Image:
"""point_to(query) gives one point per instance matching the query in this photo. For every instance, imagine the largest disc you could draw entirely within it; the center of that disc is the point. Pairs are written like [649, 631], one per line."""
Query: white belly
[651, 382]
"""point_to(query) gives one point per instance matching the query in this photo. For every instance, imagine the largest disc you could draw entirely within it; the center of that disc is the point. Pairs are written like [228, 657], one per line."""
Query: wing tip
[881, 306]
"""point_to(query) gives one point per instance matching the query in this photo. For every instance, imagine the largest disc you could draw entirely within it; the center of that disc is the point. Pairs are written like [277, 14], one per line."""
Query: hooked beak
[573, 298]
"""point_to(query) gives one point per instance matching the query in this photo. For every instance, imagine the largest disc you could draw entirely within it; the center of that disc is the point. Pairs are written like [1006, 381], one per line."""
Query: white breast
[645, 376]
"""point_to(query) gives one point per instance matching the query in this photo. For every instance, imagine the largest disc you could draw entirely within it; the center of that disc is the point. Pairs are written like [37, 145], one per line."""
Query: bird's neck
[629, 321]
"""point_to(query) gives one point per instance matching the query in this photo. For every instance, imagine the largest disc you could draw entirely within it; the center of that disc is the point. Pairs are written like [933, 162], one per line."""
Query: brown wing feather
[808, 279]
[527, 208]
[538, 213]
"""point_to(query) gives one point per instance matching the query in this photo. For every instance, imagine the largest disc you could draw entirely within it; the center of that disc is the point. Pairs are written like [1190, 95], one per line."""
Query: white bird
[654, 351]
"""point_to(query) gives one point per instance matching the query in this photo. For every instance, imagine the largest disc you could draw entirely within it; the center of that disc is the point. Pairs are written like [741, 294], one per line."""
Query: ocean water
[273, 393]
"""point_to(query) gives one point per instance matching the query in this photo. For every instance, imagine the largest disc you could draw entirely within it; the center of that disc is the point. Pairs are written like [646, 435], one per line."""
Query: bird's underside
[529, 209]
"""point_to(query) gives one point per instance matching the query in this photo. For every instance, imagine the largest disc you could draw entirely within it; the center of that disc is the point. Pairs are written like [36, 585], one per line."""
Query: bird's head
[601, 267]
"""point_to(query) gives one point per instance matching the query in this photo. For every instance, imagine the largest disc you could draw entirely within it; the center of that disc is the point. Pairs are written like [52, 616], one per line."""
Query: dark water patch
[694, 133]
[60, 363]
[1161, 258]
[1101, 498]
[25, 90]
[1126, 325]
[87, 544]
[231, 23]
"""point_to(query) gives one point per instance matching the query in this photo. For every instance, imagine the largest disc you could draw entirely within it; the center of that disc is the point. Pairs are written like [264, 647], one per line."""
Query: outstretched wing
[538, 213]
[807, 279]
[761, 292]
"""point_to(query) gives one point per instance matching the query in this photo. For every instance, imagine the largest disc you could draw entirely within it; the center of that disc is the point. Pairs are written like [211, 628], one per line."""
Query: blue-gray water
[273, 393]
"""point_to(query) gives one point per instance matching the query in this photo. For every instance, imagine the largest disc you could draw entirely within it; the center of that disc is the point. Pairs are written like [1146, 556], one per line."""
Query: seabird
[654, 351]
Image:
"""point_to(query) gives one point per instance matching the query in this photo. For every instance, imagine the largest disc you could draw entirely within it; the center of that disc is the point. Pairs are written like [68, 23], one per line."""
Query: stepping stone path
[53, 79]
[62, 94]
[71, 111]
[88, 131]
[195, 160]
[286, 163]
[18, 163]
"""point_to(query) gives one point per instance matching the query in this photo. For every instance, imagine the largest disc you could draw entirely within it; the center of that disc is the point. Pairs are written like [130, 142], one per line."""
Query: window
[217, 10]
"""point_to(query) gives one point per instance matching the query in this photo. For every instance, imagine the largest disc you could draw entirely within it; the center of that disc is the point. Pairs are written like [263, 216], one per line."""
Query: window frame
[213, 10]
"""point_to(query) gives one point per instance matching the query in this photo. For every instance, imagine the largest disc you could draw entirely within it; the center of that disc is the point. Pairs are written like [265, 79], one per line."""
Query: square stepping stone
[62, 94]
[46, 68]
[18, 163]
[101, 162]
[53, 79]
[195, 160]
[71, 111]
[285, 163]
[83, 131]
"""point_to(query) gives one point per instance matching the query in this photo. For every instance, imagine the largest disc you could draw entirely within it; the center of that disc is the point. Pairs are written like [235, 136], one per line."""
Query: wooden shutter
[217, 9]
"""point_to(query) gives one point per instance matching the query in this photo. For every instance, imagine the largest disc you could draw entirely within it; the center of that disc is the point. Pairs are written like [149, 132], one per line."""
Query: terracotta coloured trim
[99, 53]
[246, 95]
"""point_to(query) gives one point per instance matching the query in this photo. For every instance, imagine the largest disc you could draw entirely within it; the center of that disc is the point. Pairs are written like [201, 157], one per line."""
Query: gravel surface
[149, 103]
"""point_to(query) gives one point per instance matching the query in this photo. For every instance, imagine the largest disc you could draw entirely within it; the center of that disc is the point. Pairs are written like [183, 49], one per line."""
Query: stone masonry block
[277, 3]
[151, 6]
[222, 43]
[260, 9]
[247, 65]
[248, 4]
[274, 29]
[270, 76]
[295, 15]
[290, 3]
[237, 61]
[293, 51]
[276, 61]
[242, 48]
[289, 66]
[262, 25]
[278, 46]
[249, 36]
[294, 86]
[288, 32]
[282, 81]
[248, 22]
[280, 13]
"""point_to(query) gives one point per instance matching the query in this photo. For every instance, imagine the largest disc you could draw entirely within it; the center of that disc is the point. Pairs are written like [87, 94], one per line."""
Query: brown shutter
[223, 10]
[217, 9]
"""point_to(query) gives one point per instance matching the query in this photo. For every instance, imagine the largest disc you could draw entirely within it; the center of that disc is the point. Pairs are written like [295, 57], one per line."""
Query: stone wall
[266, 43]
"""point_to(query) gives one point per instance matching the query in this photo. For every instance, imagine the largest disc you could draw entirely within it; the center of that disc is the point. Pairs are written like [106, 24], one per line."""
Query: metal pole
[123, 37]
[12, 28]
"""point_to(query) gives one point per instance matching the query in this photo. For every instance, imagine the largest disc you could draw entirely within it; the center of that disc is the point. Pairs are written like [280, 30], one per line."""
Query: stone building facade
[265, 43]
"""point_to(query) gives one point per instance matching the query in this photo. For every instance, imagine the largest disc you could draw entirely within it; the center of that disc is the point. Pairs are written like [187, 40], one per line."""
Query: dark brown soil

* _WRITTEN REQUEST_
Could you reproduce the listing above with every "disc" swapped for "circle" and nothing else changed?

* _RESPONSE_
Image:
"""point_to(query) gives one point per instance matching the query in this photo. For every instance, imagine the largest circle you could draw entirely within it; the center of that circle is the point. Pairs are written like [649, 631], one per line."""
Query: white belly
[651, 382]
"""point_to(query) gives one point per instance matching the query in this photo. For every instance, imagine the largest circle you could draw entirely within it; the center of that circle is the point. Pairs are written like [228, 657], one per line."""
Query: wing tip
[881, 306]
"""point_to(query) gives one point per instance matching the query in this photo. For every instance, imagine the largest circle you could draw entirely within it; the center of that circle is the point. Pairs are written like [277, 14], one per line."""
Query: hooked beak
[573, 298]
"""point_to(query) gives one point per instance matching the query in this photo. For every instance, imagine the largest circle you could draw entirely within it; the center of that circle is the point. Pairs are written like [1006, 381], one per line."""
Query: white breast
[645, 376]
"""point_to(query) gives one point per instance matching the query in this photo. For every instance, imagine the largest circle you could draw entirely within it; the center of that circle is the point. Pairs are written like [37, 145], one per line."""
Query: bird's neck
[629, 321]
"""point_to(query) gives one point per instance matching the query in this photo. For every instance, imagine the largest circle you could draw entirely within it; the center of that circle is the point. Pairs are written like [933, 162], one per line."""
Query: brown wing feather
[808, 279]
[527, 208]
[538, 213]
"""point_to(query) gives one point per instance matching the query in this photo. For every instance, imagine the largest circle you could draw entirely within it; the center of that circle is the point. Pairs are written like [1190, 95], one per line."""
Query: white bird
[654, 351]
"""point_to(query) gives one point per instance matching the query in this photo. For every instance, imagine the largest circle you could draw entirely within it; the center of that circle is the point. Pairs are written like [741, 294], one per line."""
Query: ocean water
[273, 393]
"""point_to(query) gives one point per instance matching the query in this photo. For every instance, imagine the largest circle you could draw entirely within it; the center of that circle is the point. Pairs are written like [646, 435], one per line."""
Query: bird's underside
[529, 209]
"""point_to(query) gives one point per instance matching the query in this photo. For every instance, imagine the largest circle you could draw entirely within it; the center of that circle is the point. Pairs are written like [36, 585], one per line."""
Query: bird's head
[601, 267]
"""point_to(query) gives one point per instance matching the query in this photo. For every instance, imagine the largest circle you could draw entirely within it; the center of that circle is the point. Pairs are written like [52, 616], one per line."""
Query: dark water patch
[694, 133]
[60, 363]
[1161, 258]
[1101, 498]
[25, 90]
[1126, 325]
[87, 544]
[231, 23]
"""point_to(query) gives one point per instance matching the query in this photo. For every instance, imagine the largest circle you could draw entirely within it; the center of that circle is the point. Pairs are written like [264, 647], one per line."""
Query: outstretched wing
[538, 213]
[807, 279]
[761, 292]
"""point_to(query) gives one point per instance matching the query in this photo. For every instance, imagine the largest circle you could draw entirely within it; the center of that circle is the point. Pairs are written like [211, 628], one per line."""
Query: blue-gray water
[273, 393]
"""point_to(query) gives one point per instance matching the query in this photo. For every instance, imagine the largest circle you could draw entirely within it; the center of that circle is the point. Pairs are written like [1146, 556], one per line."""
Query: seabird
[654, 351]
Image:
"""point_to(query) gives one point per instance matching the query in this photo. For every instance, imagine the largest circle you could draw entirely within it; the center of that circle is the point. Pairs are written like [68, 23], one per line."""
Query: stepping stone path
[53, 79]
[62, 94]
[71, 111]
[88, 131]
[195, 160]
[286, 163]
[18, 163]
"""point_to(query) gives one point per instance matching the query in this photo. For every instance, imagine the largest circle you could draw entirely within it; the center of that circle is the point. Pairs are written like [130, 142], one per line."""
Query: window
[217, 10]
"""point_to(query) gives one point per instance matching the query in this photo. For every instance, imagine the largest circle you could draw entirely within it; the center of that circle is the point. Pairs are written like [263, 216], one per line."""
Query: window frame
[213, 10]
"""point_to(query) gives one point per instance matching the query in this photo. For every instance, imagine the largest circle you could draw entirely within it; the center of that circle is the point. Pairs are written like [265, 79], one per line."""
Query: square stepping stone
[62, 94]
[46, 68]
[18, 163]
[101, 162]
[53, 79]
[195, 160]
[71, 111]
[285, 163]
[83, 131]
"""point_to(query) gives one point per instance matching the query in this photo. For every instance, imagine the largest circle you could draw entirely within it; the center of that circle is the point. Pairs are written like [235, 136], one per line."""
Query: wooden shutter
[217, 9]
"""point_to(query) gives one point per instance matching the query in this photo. For every instance, imagine the largest circle you could draw entirely within it; the center of that circle is the point. Pairs are written like [149, 132], one per line."""
Query: terracotta coloured trim
[99, 53]
[246, 95]
"""point_to(query) gives one point per instance matching the query in this photo. For every instance, imagine the largest circle you could draw entirely within it; the center of that circle is the point. Pairs are written like [201, 157], one per line."""
Query: gravel surface
[149, 103]
"""point_to(query) gives one point per instance matching the query in this photo. For every instance, imagine the largest circle you could draw entirely within it; the center of that circle is the point. Pairs are written like [183, 49], one per line."""
Query: stone masonry block
[277, 3]
[151, 6]
[222, 43]
[260, 9]
[247, 65]
[248, 4]
[274, 29]
[270, 76]
[295, 15]
[290, 3]
[237, 61]
[293, 51]
[276, 61]
[242, 48]
[289, 66]
[262, 25]
[278, 46]
[249, 36]
[294, 86]
[288, 32]
[282, 81]
[248, 22]
[280, 13]
"""point_to(query) gives one point per instance matching the query in this photo. For every instance, imagine the largest circle you could draw entirely within it; the center of that circle is the point. Pairs are written like [87, 94], one per line."""
Query: brown shutter
[223, 10]
[217, 9]
"""point_to(query) gives one point per instance matching the query in this photo. For every instance, imagine the largest circle you could draw entirely within it; the center of that circle is the point. Pairs are written like [295, 57], one per line."""
Query: stone wall
[266, 43]
"""point_to(query) gives one point per instance matching the query in this photo. For every instance, imagine the largest circle you could draw entirely within it; the center of that circle is the point. Pairs are written like [106, 24], one per line."""
Query: metal pole
[123, 37]
[12, 28]
"""point_to(query) gives one point per instance matching the query in this photo. For every instance, imagine the largest circle you could draw entirely within it; the center of that circle is the point. Pairs are written like [280, 30], one per line."""
Query: stone building facade
[265, 43]
"""point_to(query) gives one point per instance matching the query in this photo. For every instance, imagine the largest circle you could draw entirely within it; the center of that circle is the point. Pairs are written like [187, 40], one per line."""
Query: dark brown soil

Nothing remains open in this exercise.